⟨

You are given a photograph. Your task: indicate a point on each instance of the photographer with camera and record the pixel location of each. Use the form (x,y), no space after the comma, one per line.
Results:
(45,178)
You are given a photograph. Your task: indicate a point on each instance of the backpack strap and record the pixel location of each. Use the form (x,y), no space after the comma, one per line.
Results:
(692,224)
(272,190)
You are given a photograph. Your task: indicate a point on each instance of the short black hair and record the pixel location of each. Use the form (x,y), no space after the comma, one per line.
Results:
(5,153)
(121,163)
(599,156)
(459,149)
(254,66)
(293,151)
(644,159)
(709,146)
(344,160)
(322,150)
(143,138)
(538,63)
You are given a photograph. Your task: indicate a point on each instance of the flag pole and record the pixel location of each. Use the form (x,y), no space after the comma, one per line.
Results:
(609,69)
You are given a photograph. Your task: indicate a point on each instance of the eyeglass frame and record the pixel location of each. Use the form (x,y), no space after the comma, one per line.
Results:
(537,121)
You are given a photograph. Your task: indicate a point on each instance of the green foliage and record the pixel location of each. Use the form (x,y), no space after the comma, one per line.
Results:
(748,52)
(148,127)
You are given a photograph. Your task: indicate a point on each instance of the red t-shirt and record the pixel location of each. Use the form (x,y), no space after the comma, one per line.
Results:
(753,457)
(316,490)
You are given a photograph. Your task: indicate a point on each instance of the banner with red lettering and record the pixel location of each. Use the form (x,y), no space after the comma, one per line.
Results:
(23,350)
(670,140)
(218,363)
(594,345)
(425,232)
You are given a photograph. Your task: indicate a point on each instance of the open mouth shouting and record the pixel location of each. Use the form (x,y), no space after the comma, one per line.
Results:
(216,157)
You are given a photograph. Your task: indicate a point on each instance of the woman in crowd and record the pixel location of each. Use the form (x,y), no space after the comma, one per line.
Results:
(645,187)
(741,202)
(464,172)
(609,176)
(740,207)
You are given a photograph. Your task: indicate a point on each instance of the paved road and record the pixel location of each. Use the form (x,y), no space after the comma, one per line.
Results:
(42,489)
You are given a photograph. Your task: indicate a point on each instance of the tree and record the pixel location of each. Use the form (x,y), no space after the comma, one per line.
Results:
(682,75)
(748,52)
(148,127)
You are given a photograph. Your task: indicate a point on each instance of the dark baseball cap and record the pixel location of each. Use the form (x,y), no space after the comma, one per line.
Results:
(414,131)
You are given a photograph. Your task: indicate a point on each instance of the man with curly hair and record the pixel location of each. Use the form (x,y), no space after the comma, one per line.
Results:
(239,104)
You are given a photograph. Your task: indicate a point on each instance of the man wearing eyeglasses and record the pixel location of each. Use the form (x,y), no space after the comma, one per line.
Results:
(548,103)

⟩

Copy out the listing above word for word, from the line containing "the man wearing" through the end of the listing.

You are given a photograph. Your task: indicate a point on each instance of the man wearing eyeglasses and record the pixel location of each. Use the form (x,y), no space after the comma, one per line.
Results:
(548,103)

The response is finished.